--- start of EXTRACT PROVIDED ---

Hypothesis Testing: Proportion Tests Without Bootstrapping and Chi-Squared Tests

This post is the third of a four-part series on Hypothesis Testing. Part 1 here. Part 2 here. Part 4 here.

Welcome back to my journey through prepping for the Google Product Analyst interview! Today we are going to go back to the proportion testing we did in part 1, but use a workaround to avoid having to bootstrap. Then, we’ll extend our proportion tests to more than two groups using the Chi-Square test of independence. Finally, we’ll use the Chi-Square goodness-of-fit test to compare a distribution of proportions to a hypothesized distribution.

As with the last two posts in this series, this blog post is a review of the DataCamp course Hypothesis Testing in Python taught by James Chapman. However, you don’t need to have DataCamp access in order to follow along with the concepts presented here.

1. Proportion Testing without Bootstrapping

Comparing a Porportion to a Hypothesized Value

Recall from Part 1 that a proportion test measures whether a claim about an unknown population parameter, $p$, is feasible. The following steps are taken:

  • Decide on significance level, $\alpha$ and write out $H_0$ and $H_A$.

--- end of EXTRACT PROVIDED ---

*PROBLEMS*:
A. According to the hypothesis testing post, which course does it review, and who teaches that course?
B. Copy out the hypothesis testing post from "Recall from Part" to "out $H_0$ and $H_A$.".
The records play no part in this work.

--- start of MATERIAL PROVIDED ---

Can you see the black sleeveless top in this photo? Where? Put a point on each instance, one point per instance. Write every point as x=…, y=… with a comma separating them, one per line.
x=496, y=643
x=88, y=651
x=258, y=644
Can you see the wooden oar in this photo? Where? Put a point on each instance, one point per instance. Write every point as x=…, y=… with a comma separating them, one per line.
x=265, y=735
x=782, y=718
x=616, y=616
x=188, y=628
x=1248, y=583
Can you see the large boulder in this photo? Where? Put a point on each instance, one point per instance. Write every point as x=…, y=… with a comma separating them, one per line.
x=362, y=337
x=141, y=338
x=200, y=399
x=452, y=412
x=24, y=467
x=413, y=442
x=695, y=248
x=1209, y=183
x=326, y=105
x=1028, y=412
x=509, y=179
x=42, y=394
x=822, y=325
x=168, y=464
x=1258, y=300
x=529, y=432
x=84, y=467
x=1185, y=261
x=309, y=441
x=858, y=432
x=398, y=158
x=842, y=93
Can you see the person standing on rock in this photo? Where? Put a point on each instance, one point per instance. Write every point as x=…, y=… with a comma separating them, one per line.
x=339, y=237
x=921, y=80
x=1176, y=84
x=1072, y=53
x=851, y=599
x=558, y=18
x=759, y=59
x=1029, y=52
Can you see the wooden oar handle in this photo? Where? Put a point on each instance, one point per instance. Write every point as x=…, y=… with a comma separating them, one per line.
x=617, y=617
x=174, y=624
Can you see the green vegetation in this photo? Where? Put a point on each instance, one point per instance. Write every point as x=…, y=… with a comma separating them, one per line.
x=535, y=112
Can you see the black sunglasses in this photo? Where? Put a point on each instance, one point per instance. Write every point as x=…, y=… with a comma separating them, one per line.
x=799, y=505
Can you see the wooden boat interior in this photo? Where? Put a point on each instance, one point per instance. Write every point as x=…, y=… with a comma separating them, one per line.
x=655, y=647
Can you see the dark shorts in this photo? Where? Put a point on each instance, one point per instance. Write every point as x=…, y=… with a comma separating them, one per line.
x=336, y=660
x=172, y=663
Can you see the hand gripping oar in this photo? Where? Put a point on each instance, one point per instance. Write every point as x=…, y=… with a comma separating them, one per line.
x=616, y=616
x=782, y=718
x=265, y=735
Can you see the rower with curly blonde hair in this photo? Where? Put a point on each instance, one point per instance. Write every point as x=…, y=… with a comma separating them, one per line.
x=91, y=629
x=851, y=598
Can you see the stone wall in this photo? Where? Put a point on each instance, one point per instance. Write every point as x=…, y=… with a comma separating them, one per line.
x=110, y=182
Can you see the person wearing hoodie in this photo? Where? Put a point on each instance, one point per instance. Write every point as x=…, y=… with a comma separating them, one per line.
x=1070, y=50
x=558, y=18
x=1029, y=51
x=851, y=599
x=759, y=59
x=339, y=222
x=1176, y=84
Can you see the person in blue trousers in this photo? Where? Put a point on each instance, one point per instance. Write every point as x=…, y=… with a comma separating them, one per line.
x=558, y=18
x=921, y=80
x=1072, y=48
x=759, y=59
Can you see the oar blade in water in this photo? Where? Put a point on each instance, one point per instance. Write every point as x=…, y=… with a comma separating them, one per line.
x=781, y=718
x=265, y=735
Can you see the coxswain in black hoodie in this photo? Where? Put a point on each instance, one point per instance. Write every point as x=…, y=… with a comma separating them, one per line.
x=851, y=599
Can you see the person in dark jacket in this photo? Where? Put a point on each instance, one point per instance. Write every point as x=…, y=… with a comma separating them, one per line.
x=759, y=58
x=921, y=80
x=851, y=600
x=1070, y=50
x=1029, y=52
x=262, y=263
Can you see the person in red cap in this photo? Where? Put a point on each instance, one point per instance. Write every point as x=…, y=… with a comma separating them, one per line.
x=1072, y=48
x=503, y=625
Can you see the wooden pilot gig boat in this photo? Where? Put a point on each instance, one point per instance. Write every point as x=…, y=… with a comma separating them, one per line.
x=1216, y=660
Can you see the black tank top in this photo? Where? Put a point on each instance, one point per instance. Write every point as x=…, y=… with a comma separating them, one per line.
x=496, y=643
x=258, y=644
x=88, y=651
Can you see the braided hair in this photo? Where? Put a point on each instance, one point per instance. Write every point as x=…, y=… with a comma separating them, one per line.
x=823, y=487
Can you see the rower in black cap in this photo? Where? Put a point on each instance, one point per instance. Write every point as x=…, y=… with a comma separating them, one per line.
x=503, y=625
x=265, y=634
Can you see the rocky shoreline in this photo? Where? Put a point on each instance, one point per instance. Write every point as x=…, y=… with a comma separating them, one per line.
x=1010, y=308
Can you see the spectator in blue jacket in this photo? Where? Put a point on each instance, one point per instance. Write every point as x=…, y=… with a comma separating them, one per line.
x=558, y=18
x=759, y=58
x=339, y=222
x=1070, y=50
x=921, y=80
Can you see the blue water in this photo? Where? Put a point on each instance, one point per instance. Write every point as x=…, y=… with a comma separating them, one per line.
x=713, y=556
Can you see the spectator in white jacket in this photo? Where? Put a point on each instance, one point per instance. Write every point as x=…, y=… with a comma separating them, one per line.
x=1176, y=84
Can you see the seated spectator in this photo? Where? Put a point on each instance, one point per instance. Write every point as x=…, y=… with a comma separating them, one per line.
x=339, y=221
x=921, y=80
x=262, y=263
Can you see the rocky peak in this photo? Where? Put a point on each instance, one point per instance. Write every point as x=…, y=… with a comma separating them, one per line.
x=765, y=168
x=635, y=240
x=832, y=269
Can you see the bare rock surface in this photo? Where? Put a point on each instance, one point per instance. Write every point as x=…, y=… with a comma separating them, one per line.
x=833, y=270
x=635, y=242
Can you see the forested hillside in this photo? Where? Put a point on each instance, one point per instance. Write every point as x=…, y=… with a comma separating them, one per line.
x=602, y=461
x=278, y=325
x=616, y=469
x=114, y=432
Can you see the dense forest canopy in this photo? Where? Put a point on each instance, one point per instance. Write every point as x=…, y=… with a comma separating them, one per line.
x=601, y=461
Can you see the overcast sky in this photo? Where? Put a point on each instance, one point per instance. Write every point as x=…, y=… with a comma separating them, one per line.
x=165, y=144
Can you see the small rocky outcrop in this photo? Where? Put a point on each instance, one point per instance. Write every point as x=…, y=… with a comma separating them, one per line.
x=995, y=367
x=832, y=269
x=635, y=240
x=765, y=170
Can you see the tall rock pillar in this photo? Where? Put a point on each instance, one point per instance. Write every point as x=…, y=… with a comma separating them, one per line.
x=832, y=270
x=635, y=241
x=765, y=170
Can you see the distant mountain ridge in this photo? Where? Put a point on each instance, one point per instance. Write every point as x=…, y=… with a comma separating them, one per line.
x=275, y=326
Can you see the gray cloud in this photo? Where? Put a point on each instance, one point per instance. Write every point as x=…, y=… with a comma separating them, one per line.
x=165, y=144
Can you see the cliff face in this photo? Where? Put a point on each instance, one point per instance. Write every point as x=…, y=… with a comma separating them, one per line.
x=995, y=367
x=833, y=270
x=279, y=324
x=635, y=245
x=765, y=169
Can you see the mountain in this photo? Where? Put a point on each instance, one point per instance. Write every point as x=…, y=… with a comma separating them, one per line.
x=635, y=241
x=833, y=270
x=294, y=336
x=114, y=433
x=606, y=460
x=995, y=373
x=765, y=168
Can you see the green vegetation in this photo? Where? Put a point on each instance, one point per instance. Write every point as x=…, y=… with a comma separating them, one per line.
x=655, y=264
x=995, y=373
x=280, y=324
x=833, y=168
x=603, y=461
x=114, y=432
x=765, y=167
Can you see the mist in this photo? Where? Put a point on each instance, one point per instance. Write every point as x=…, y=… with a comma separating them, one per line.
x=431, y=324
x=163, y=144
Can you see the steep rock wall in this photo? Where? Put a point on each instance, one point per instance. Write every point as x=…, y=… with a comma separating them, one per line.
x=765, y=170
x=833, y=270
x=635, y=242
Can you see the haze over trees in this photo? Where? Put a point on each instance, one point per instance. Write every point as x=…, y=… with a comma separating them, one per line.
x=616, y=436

--- end of MATERIAL PROVIDED ---

*SOLUTIONS IN ORDER*:
A. It reviews the DataCamp course Hypothesis Testing in Python, taught by James Chapman.

B.
Recall from Part 1 that a proportion test measures whether a claim about an unknown population parameter, $p$, is feasible. The following steps are taken:

  • Decide on significance level, $\alpha$ and write out $H_0$ and $H_A$.